(Object point labels)
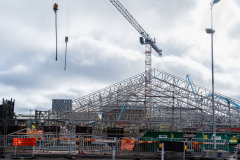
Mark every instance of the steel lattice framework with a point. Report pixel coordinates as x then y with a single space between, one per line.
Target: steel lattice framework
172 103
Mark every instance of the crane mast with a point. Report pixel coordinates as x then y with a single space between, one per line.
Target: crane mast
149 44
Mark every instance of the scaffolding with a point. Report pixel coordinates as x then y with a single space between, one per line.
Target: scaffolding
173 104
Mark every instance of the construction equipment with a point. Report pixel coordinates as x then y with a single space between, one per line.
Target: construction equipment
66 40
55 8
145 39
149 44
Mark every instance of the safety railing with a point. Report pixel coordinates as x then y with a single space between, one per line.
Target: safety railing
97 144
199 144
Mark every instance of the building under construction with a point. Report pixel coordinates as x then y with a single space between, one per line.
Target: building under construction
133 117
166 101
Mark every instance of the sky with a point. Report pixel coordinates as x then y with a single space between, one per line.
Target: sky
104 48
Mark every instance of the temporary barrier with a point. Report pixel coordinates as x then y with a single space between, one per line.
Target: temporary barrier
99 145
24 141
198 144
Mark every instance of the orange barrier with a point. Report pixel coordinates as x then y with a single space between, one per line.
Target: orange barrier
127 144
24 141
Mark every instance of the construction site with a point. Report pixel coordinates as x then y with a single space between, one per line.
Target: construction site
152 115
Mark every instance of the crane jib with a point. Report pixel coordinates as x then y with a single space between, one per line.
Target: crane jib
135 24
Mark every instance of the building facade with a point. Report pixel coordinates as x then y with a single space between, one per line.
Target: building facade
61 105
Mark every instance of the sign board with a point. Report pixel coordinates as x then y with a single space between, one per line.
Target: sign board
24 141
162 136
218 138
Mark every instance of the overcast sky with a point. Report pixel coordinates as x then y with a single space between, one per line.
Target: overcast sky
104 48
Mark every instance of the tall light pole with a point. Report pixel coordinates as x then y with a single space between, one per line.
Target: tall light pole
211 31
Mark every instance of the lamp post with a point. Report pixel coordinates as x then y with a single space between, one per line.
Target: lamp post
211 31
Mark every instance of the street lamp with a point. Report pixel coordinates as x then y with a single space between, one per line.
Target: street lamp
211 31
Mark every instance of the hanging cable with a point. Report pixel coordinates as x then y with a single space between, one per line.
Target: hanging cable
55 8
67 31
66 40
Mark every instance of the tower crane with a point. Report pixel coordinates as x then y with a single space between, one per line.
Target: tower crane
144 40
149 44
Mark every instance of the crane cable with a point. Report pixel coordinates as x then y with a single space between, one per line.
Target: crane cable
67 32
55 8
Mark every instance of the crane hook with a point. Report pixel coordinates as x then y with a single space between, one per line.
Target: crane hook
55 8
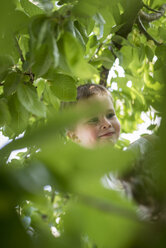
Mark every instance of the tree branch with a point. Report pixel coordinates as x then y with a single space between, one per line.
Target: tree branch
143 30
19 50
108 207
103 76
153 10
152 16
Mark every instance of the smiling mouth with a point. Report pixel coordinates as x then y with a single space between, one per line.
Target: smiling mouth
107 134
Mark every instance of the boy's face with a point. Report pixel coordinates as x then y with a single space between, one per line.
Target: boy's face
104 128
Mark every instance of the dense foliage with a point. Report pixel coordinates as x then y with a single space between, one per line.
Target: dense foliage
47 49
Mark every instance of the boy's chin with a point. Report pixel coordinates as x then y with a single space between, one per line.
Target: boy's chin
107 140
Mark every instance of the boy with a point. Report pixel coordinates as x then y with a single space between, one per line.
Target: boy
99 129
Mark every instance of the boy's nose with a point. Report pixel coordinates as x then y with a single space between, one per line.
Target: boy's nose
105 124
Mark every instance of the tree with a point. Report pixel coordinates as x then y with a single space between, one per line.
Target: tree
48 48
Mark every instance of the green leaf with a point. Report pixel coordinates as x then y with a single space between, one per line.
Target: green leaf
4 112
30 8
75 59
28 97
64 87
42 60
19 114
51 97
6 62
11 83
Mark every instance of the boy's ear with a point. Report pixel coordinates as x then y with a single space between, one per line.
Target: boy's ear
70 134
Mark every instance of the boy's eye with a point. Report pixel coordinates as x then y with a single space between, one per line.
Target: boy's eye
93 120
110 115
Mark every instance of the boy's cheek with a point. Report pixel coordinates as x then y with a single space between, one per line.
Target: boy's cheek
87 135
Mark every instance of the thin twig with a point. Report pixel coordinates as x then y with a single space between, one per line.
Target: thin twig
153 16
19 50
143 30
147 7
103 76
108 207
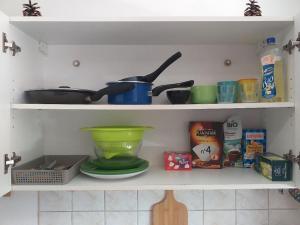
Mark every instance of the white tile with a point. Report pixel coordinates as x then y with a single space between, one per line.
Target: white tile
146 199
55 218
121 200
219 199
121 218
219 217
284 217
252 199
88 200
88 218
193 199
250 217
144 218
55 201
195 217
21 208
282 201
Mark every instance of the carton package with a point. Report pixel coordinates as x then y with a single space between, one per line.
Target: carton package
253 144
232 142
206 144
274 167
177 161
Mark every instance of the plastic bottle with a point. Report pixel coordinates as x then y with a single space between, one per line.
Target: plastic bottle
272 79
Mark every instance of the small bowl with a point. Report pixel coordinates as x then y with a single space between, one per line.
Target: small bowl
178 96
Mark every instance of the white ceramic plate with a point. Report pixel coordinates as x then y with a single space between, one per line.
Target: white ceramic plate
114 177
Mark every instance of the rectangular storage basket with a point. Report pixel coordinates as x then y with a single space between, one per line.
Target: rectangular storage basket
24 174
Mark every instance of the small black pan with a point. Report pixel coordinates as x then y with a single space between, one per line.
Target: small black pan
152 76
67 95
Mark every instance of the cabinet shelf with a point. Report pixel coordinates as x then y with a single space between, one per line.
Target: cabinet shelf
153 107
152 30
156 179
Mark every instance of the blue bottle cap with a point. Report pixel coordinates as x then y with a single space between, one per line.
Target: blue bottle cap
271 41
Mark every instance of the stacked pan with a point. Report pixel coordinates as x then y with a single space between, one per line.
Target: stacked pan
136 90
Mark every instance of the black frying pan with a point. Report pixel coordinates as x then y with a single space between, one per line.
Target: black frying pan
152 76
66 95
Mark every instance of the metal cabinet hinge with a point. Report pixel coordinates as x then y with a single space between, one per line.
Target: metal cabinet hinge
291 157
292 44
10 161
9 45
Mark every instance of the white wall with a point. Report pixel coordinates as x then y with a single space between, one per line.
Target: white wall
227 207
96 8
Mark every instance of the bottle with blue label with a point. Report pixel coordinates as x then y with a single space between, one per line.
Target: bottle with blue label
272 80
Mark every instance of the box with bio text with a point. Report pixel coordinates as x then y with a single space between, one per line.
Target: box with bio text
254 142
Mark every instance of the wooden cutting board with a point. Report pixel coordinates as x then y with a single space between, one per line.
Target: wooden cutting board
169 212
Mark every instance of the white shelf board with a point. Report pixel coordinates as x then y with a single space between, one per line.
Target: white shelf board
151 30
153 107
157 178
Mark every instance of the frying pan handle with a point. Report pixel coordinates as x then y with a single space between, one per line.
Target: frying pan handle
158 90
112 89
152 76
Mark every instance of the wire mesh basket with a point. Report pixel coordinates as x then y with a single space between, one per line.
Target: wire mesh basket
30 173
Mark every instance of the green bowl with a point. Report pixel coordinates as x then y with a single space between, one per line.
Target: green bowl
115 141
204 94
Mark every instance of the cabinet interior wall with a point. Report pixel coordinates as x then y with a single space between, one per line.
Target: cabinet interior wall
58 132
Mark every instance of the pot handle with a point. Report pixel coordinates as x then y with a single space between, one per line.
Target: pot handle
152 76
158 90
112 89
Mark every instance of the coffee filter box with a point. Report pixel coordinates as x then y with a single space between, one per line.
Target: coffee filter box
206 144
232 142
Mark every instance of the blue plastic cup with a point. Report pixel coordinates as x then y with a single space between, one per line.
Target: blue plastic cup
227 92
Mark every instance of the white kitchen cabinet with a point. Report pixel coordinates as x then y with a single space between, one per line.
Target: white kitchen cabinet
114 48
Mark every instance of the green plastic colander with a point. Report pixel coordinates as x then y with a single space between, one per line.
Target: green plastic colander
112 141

TO DO » Output the lines from the line containing "Mark every instance of the blue plastic" to the end, both included; add nothing.

EXERCISE ANSWER »
Mark every instance of the blue plastic cup with a point. Report pixel coordinates as x then y with a single space between, one per line.
Target: blue plastic cup
227 92
Mark every instance of the white kitchen cabinet with a point. Report pixel coordinates as x then y with a single space between, one per line.
Target: white kitchen cabinet
114 48
Mark every instance of the green plastic colander with a point. Report pixel coordinates as x then y with a single space between, one per line.
Target: green plastic colander
112 141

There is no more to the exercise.